═════ Data for this exercise

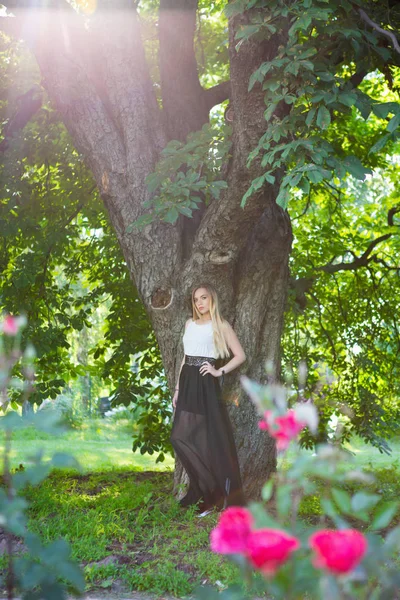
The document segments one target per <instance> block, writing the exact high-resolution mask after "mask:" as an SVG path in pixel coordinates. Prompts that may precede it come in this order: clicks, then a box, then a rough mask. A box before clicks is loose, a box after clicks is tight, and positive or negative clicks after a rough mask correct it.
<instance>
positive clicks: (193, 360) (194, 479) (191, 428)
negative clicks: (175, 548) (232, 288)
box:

══════════

Written task ->
Reproduce all of the rows above, replacing "clicks" with "points" wherever it occurs and leaving everything else unchanged. Omit the pictures from your answer.

Answer space ->
The document segments one target per <instance> block, writing the exact high-resolution mask after "mask:" as an SVG path in pixel coordinates. Prompts that may precede it come in this order: points, then a box, then a rough mask. A box before points is loose, a box after points is tight, and positive or negative points after a rough mask correct it.
<instance>
positive points: (193, 360) (194, 479) (191, 428)
negative points: (175, 548) (232, 288)
box:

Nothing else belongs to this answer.